WRITTEN PROBLEM 1 = Find every line in the listing below that contains the string "debris" and copy those lines out. Case counts.

★ ★ ★ ★ ★ ★ ★

DSE Spark: Setting SPARK_LOCAL_IP may fix something annoying by breaking something necessary

Ryan Svihla
1 min readMay 8, 2016

--

There is a bug in the Spark project SPARK–12963 I hit on a couple of trouble tickets where the SPARK_LOCAL_IP set in the spark-env.sh resulted in messages in the executor log when using –deploy-mode cluster

Exception in thread “main” java.net.BindException: Failed to bind to: /10.1.1.7:0 <http://10.1.1.7:0>: Service ‘Driver’ failed after 16 retries!

The workaround for this is to comment out any setting of SPARK_LOCAL_IP, but on clouds using public IPs when you try and use dse spark-shell or try and use client mode to submit your jobs you’ll get nice errors like this:

Exception in thread “main” java.net.BindException: Failed to bind to: /104.99.99.99:0 <http://104.99.99.99:0>: Service ‘sparkDriver’ failed after 16 retries!

So the workaround to all this is pretty simple:

  1. Never ever set SPARK_LOCAL_IP until there is a fix for SPARK–12963
  2. For all other commands pass the appropriate IP address, this is more effort but it just works (Note I believe this applies to OSS spark as well just take the dse off):
  • dse spark-submit –deploy-mode client –conf spark.driver.host <routeable ip>
  • dse spark –master spark://<master ip you want>:7077
  • dse spark-sql –master spark://<master ip you want>:7077

--

--

★ ★ ★ ★ ★ ★ ★

WRITTEN PROBLEM 2 = In the Spark post, what workaround is given for the executor log errors in cluster deploy mode?

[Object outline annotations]
★ ★ ★ ★ ★ ★ ★

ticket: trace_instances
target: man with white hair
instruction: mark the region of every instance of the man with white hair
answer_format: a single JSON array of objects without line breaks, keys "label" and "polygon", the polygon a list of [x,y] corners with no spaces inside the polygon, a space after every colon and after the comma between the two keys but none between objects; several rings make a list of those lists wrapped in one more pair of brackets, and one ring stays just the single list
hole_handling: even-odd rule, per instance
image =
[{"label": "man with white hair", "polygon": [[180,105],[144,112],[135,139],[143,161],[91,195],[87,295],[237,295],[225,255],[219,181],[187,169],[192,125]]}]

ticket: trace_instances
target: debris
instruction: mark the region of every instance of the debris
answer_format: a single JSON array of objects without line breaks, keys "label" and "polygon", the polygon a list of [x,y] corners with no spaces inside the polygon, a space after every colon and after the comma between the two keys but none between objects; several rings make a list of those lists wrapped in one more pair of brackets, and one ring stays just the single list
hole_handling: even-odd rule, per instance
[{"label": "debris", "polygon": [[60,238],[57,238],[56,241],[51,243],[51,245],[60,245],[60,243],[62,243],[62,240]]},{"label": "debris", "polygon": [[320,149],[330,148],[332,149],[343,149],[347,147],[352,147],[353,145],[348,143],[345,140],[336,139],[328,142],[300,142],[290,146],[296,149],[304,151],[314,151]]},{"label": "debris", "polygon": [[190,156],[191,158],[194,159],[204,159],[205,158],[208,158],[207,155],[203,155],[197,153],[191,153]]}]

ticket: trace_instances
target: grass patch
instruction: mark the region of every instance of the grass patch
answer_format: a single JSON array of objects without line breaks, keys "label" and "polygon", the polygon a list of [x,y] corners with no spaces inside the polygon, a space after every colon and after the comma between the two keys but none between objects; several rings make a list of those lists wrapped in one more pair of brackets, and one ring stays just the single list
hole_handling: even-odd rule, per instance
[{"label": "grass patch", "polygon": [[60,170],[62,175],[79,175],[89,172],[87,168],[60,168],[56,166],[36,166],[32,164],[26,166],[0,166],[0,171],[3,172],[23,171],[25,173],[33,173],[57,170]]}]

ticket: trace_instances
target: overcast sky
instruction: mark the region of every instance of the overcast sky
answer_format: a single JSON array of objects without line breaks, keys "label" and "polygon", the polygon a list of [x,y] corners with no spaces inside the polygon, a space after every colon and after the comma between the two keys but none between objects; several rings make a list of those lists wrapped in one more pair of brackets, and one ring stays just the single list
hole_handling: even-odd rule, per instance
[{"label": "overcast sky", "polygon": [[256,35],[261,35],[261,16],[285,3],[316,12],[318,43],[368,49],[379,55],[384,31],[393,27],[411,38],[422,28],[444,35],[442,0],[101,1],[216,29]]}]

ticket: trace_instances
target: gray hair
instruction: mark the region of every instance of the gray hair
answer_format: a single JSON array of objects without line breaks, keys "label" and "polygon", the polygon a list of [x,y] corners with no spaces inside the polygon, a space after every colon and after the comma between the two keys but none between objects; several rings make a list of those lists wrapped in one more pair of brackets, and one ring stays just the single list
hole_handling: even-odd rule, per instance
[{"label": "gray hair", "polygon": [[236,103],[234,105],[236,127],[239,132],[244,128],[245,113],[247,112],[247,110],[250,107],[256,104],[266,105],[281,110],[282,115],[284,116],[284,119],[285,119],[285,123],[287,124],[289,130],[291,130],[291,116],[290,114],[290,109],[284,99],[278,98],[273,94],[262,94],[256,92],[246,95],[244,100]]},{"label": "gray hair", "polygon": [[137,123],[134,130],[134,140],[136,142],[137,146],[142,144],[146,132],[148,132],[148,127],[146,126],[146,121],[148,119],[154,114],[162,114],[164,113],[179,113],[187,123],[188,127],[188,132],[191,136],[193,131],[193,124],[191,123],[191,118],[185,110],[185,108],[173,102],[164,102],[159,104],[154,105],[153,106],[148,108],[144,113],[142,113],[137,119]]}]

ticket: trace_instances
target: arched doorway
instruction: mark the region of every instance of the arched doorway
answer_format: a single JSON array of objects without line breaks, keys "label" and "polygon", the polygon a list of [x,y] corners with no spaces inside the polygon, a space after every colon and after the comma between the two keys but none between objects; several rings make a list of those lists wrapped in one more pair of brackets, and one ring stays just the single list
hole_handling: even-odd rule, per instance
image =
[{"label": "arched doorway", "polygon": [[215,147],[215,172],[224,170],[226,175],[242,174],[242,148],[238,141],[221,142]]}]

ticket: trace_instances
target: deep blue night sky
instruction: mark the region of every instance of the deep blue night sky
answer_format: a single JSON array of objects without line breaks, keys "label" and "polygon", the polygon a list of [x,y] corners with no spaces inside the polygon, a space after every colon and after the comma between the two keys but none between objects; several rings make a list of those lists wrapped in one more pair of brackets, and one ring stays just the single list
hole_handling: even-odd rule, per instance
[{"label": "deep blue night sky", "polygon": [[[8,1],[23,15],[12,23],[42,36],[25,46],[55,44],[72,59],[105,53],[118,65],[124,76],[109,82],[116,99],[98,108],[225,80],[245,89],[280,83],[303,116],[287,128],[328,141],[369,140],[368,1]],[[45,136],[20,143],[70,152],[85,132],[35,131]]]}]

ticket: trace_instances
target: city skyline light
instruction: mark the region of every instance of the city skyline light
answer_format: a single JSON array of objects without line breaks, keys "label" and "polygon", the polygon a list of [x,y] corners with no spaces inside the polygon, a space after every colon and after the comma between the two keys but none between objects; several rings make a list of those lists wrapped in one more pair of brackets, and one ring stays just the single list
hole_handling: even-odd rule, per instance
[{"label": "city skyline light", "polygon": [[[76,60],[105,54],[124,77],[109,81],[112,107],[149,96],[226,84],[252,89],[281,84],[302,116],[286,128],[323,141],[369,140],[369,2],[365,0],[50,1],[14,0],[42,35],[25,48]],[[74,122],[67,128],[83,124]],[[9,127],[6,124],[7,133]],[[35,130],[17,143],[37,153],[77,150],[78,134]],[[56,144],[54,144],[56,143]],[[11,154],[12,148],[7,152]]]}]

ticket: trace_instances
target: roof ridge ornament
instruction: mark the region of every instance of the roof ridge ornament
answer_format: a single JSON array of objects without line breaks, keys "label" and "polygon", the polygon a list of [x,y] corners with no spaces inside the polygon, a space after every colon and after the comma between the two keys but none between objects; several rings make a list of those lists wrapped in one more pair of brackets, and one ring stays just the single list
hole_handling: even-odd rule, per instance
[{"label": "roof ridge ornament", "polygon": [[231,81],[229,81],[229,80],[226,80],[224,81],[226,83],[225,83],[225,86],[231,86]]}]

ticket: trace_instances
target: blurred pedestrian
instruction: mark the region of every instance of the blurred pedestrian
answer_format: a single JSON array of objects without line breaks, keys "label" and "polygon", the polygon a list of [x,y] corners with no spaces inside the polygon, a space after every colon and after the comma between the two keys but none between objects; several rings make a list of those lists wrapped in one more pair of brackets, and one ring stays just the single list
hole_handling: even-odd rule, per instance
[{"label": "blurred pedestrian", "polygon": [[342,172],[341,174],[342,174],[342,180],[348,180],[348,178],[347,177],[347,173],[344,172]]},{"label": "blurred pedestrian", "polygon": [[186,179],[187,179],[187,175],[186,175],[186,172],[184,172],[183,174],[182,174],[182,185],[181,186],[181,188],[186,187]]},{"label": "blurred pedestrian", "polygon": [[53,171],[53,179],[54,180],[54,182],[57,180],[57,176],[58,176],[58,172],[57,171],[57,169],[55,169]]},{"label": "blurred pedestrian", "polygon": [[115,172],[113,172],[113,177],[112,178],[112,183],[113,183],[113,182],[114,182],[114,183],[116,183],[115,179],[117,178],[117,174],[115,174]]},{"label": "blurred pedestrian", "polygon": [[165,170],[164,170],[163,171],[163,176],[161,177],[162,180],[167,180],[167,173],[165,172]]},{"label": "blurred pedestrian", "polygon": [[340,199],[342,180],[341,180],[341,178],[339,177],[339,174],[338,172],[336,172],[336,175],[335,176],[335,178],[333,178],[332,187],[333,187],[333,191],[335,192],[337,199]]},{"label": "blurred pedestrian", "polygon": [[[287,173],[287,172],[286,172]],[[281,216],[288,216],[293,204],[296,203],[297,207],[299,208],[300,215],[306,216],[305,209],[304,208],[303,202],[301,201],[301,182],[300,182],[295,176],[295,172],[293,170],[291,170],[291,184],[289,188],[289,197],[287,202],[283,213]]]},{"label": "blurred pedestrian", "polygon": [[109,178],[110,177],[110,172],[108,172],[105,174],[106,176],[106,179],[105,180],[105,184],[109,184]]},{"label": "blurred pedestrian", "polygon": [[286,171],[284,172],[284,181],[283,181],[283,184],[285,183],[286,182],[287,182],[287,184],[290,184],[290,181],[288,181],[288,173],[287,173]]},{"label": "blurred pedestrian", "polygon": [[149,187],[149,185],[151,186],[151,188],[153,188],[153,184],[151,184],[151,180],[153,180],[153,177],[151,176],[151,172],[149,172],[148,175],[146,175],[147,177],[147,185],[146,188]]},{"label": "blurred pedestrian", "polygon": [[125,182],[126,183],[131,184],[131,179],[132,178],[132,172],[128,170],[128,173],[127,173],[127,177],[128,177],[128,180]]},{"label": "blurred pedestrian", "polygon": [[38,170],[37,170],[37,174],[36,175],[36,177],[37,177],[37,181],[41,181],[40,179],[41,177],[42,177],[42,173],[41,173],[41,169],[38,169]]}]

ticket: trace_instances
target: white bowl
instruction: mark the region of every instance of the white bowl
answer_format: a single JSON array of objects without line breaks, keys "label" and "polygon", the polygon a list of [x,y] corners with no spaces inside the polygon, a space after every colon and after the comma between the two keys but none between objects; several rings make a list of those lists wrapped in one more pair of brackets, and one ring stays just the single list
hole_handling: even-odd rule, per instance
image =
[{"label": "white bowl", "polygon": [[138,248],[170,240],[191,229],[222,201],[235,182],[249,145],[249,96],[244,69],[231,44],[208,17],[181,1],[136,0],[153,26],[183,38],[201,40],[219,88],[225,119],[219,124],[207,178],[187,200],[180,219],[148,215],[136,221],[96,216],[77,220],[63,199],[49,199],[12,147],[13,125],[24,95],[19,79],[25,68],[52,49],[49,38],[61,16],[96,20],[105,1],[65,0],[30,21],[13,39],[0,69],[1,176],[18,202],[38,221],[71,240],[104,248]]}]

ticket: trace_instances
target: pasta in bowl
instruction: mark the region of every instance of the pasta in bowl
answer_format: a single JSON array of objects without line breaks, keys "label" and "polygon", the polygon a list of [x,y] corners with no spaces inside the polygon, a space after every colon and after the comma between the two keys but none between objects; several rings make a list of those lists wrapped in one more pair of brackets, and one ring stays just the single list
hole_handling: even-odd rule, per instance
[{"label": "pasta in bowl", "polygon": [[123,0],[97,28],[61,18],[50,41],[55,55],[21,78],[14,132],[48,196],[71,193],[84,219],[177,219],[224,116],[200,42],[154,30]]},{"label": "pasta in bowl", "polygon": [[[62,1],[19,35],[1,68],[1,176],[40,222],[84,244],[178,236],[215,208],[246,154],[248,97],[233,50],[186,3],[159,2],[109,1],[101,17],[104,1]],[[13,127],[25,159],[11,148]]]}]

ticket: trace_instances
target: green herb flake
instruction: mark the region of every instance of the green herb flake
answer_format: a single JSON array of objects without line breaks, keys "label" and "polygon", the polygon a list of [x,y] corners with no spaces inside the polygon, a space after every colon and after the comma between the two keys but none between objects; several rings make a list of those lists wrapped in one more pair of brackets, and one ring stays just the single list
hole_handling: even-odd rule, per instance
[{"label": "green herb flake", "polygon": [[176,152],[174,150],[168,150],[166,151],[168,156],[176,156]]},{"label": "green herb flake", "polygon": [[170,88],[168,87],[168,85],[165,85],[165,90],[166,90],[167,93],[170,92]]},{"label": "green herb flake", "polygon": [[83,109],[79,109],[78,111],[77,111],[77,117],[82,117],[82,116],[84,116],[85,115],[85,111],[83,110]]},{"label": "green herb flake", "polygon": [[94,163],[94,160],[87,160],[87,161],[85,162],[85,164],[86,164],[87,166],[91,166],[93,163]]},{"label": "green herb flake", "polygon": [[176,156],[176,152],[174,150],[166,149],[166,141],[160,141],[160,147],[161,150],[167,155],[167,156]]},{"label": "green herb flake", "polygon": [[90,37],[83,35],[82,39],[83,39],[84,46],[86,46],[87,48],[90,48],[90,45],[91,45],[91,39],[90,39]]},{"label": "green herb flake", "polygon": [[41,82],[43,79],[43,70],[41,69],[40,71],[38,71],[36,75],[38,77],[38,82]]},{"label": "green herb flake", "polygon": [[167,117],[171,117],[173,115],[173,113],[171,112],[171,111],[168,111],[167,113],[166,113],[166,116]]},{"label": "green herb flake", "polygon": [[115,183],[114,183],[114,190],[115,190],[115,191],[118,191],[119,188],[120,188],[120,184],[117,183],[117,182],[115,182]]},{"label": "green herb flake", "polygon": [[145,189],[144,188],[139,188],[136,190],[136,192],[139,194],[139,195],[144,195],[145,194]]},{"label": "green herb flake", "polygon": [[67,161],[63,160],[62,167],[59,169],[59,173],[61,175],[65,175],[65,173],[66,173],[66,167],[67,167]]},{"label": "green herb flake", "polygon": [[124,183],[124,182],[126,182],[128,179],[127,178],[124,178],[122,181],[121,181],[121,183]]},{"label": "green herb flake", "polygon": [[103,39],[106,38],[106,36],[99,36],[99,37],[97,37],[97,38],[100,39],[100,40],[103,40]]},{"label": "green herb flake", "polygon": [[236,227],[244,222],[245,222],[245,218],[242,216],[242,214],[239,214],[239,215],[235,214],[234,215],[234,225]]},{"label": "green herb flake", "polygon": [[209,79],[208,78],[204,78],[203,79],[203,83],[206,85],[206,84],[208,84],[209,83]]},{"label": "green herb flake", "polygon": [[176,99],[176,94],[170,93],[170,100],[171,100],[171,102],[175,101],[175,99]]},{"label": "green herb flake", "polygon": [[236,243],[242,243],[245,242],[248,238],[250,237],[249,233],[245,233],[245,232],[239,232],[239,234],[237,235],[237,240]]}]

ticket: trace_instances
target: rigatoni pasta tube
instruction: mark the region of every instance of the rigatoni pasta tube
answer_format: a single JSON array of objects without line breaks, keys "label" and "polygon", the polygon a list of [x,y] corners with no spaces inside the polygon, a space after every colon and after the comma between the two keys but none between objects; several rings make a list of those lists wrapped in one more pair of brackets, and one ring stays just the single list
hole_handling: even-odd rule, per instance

★ ★ ★ ★ ★ ★ ★

RIGHT ANSWER 1 =
target: debris
instruction: mark the region of every instance of the debris
[{"label": "debris", "polygon": [[60,238],[57,238],[56,241],[51,243],[51,245],[60,245],[60,243],[62,243],[62,240]]},{"label": "debris", "polygon": [[320,149],[330,148],[332,149],[343,149],[347,147],[352,147],[353,145],[348,143],[345,140],[336,139],[328,142],[300,142],[290,146],[296,149],[304,151],[314,151]]},{"label": "debris", "polygon": [[190,156],[191,158],[194,159],[204,159],[205,158],[208,158],[207,155],[203,155],[197,153],[191,153]]}]

RIGHT ANSWER 2 = Comment out any setting of SPARK_LOCAL_IP.